___ PASSAGE SHOWN ___
- Location: Itaewon, Yongsan District, Seoul, South Korea
- Address: 21 45th St., Itaewon, Yongsan District, Seoul
- Coordinates: 37°32′09″N 126°59′57″E﻿ / ﻿37.53583°N 126.99917°E
- Ambassador: Oleksandr Horin
- Website: korea.mfa.gov.ua/en

= Embassy of Ukraine, Seoul =

Diplomatic mission in South Korea

Embassy of Ukraine in Seoul (Посольство України в Республіці Корея；주한 우크라이나 대사관) is the official diplomatic mission of Ukraine in South Korea. The embassy is located at 21 45th St., Itaewon, Yongsan District, Seoul, South Korea. The embassy was officially established in 1997, following Ukrainian independence in 1991 and the establishment of relations between the nations in 1992. The original embassy was located in Seocho District, but has relocated twice before being where it is today.
___ STORED DATA ___
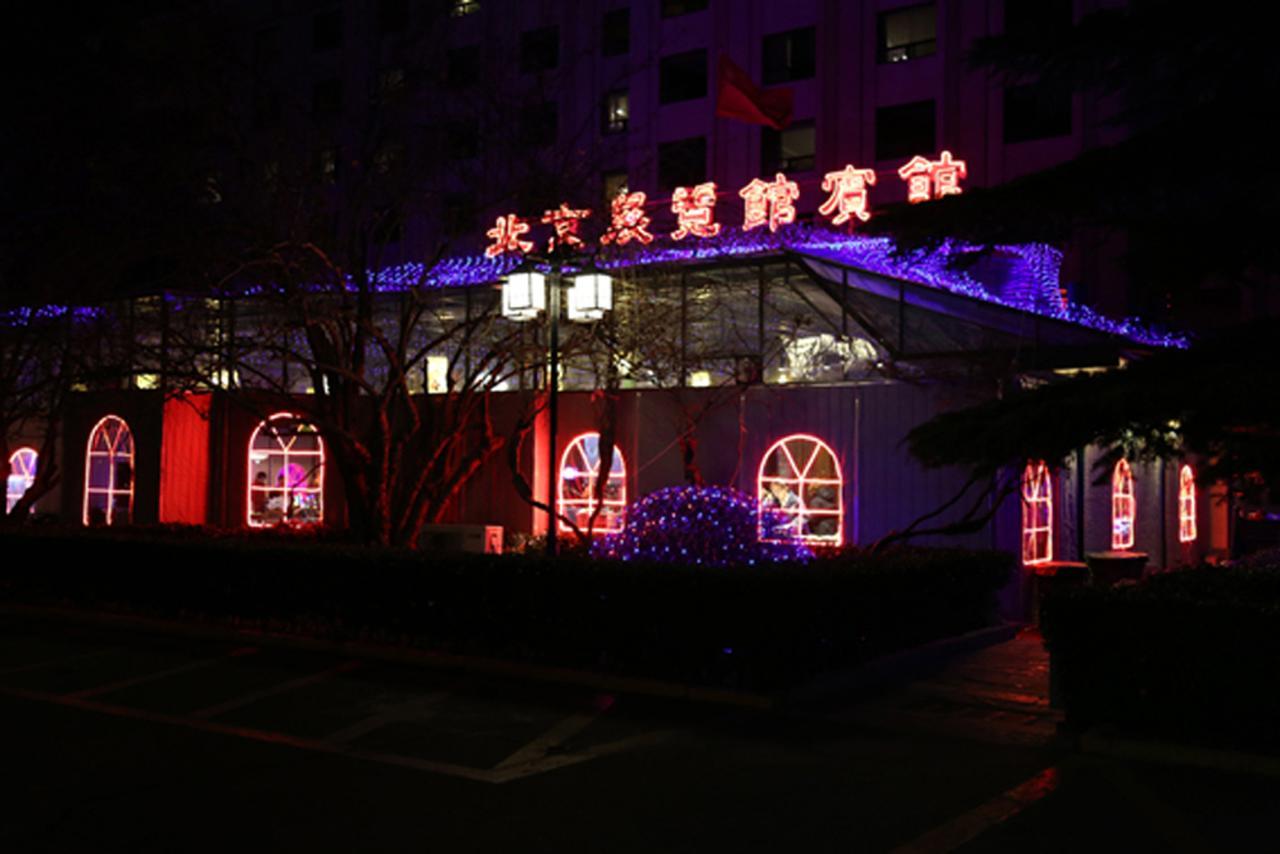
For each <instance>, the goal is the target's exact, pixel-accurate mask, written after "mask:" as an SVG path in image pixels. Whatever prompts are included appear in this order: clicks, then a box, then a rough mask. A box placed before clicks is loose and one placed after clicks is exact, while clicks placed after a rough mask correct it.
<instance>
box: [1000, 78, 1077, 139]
mask: <svg viewBox="0 0 1280 854" xmlns="http://www.w3.org/2000/svg"><path fill="white" fill-rule="evenodd" d="M1069 133H1071V92H1070V90H1066V88H1061V87H1047V86H1042V85H1039V83H1030V85H1027V86H1011V87H1010V88H1006V90H1005V142H1006V143H1007V142H1028V141H1029V140H1044V138H1048V137H1064V136H1068V134H1069Z"/></svg>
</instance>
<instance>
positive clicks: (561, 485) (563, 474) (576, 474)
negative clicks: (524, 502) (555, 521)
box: [556, 430, 627, 536]
mask: <svg viewBox="0 0 1280 854" xmlns="http://www.w3.org/2000/svg"><path fill="white" fill-rule="evenodd" d="M589 440H594V443H595V451H594V462H593V455H591V453H589V452H588V442H589ZM599 443H600V434H599V433H596V431H595V430H588V431H585V433H579V434H577V435H576V437H573V438H572V439H570V440H568V442H567V443H566V444H564V449H563V451H562V452H561V456H559V465H558V466H557V467H556V508H557V520H556V530H557V531H559V533H561V534H570V533H572V531H573V529H572V528H570V525H568V522H567V521H566V520H564V519H563V517H564V516H571V513H570V512H568V508H577V512H576V513H575V515H572V517H573V521H575V524H577V522H579V521H580V520H584V519H585V520H586V521H588V522H589V521H590V519H591V513H593V512H595V507H596V506H598V504H599V506H600V507H602V510H600V513H599V516H596V520H595V521H596V525H595V528H594V529H591V535H593V536H595V535H599V534H618V533H621V531H622V529H623V528H625V526H626V507H627V461H626V457H625V456H623V455H622V448H620V447H618V446H617V444H614V446H613V460H612V462H611V465H609V474H608V478H607V480H605V490H608V489H609V485H611V484H614V483H616V484H617V493H616V497H613V498H609V497H608V492H605V494H604V495H602V497H600V501H599V502H596V499H595V485H596V483H599V480H600V444H599ZM575 451H576V452H577V455H579V460H577V461H579V462H582V463H585V466H584V469H582V470H581V471H582V472H584V474H585V475H586V489H585V490H581V492H580V490H575V494H573V495H572V497H568V495H566V494H564V483H566V480H567V479H566V478H564V470H566V467H567V466H568V462H570V455H571V453H573V452H575ZM573 471H575V480H576V479H577V474H576V472H579V471H580V470H579V469H577V467H576V466H575V469H573ZM602 522H603V524H602ZM579 530H582V531H585V530H586V526H585V525H582V524H579Z"/></svg>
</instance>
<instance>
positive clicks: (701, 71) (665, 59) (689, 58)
mask: <svg viewBox="0 0 1280 854" xmlns="http://www.w3.org/2000/svg"><path fill="white" fill-rule="evenodd" d="M705 95H707V51H705V50H687V51H685V52H682V54H672V55H671V56H663V58H662V61H659V63H658V101H659V102H662V104H675V102H676V101H691V100H694V99H698V97H704V96H705Z"/></svg>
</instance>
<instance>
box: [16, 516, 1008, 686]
mask: <svg viewBox="0 0 1280 854" xmlns="http://www.w3.org/2000/svg"><path fill="white" fill-rule="evenodd" d="M0 549H3V553H4V554H5V561H4V568H3V570H0V598H3V599H8V600H17V602H24V603H38V604H60V606H73V607H90V608H102V609H111V611H118V612H128V613H136V615H146V616H157V617H170V618H180V620H192V621H204V622H214V624H234V625H238V626H244V627H253V629H261V630H268V631H284V632H297V634H306V635H312V636H320V638H328V639H334V640H365V641H375V643H390V644H401V645H412V647H420V648H428V649H434V650H439V652H449V653H461V654H475V656H492V657H502V658H511V659H520V661H529V662H536V663H548V665H559V666H568V667H580V668H590V670H596V671H604V672H614V673H627V675H634V676H653V677H659V679H668V680H678V681H686V682H691V684H704V685H719V686H727V688H736V689H742V690H756V691H781V690H786V689H787V688H790V686H795V685H799V684H803V682H805V681H808V680H809V679H812V677H813V676H814V675H817V673H819V672H824V671H831V670H838V668H845V667H851V666H855V665H858V663H859V662H863V661H867V659H869V658H873V657H877V656H881V654H884V653H887V652H891V650H896V649H901V648H905V647H910V645H914V644H919V643H924V641H928V640H933V639H937V638H942V636H947V635H954V634H959V632H963V631H968V630H972V629H975V627H980V626H983V625H987V622H988V621H989V620H991V617H992V615H993V612H995V608H993V602H995V592H996V590H997V589H998V588H1000V586H1001V585H1004V583H1005V581H1006V579H1007V575H1009V571H1010V568H1011V558H1010V557H1009V556H1007V554H1004V553H1000V552H968V551H959V549H956V551H945V549H929V551H924V549H902V551H897V552H890V553H886V554H878V556H867V554H860V553H852V552H846V553H842V554H838V556H832V557H828V558H824V560H819V561H814V562H810V563H808V565H771V566H756V567H751V568H742V567H724V568H708V567H685V566H671V565H664V566H655V565H643V563H634V562H625V563H623V562H605V561H598V560H590V558H586V557H561V558H557V560H548V558H545V557H541V556H531V554H525V556H470V554H451V556H435V557H433V556H424V554H421V553H415V552H404V551H378V549H369V548H364V547H351V545H340V544H330V543H315V542H289V540H288V539H279V538H274V539H273V538H269V536H268V538H255V536H234V538H227V536H223V538H209V536H198V535H197V536H192V535H175V534H173V533H164V531H160V533H157V531H152V533H148V534H138V533H134V534H108V533H65V531H61V533H38V531H35V533H10V534H5V535H4V536H3V539H0Z"/></svg>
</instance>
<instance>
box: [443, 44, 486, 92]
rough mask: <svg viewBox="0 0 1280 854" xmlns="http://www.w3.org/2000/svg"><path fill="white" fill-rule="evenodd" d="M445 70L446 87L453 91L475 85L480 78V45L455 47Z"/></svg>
mask: <svg viewBox="0 0 1280 854" xmlns="http://www.w3.org/2000/svg"><path fill="white" fill-rule="evenodd" d="M447 61H448V65H447V67H445V69H444V86H445V87H447V88H451V90H453V91H458V90H463V88H467V87H468V86H472V85H475V82H476V78H477V77H479V76H480V45H466V46H465V47H454V49H453V50H451V51H449V54H448V60H447Z"/></svg>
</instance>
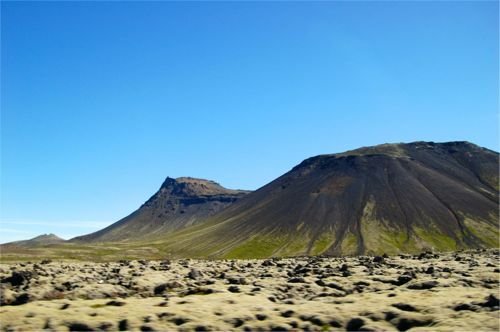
___
→ EXPLORE THE MATERIAL
a) Can you quote the passage on the Embassy of Ukraine in Seoul, copying everything from "Diplomatic mission in" down to "it is today."?
b) Could you extend the passage on the Embassy of Ukraine in Seoul, picking up right after its final sentence?

→ YOUR RESPONSES
a)
Diplomatic mission in South Korea

Embassy of Ukraine in Seoul (Посольство України в Республіці Корея；주한 우크라이나 대사관) is the official diplomatic mission of Ukraine in South Korea. The embassy is located at 21 45th St., Itaewon, Yongsan District, Seoul, South Korea. The embassy was officially established in 1997, following Ukrainian independence in 1991 and the establishment of relations between the nations in 1992. The original embassy was located in Seocho District, but has relocated twice before being where it is today.

b)
== History ==
Ukraine became independent on August 24, 1991, after the Dissolution of the Soviet Union, and was recognized by South Korea about four months later. The two nations then established relations in February 1992 through the signing of a declaration of recognition.

After the establishment of the Embassy of South Korea in Kyiv, the Ukrainians first appointed Korean entrepreneur Ho-Sang Wang(왕호상) as the honorary ambassador, who was in charge of the diplomatic affairs of the two nations. Later in October 1997, Ukraine officially established their embassy in Seoul, and appointed Mykhailo Reznik as the first ambassador.

The embassy was located at Seocho-dong (외교센터) when it first opened. In December 2002, it relocated to Dongbinggo-dong. In January 2015, the embassy once again relocated to its current location in Itaewon.

In 2012, the embassy celebrated the 20th anniversary of its opening, and coordinated some cross-cultural events, including a celebration of Ukrainian independence on August 24.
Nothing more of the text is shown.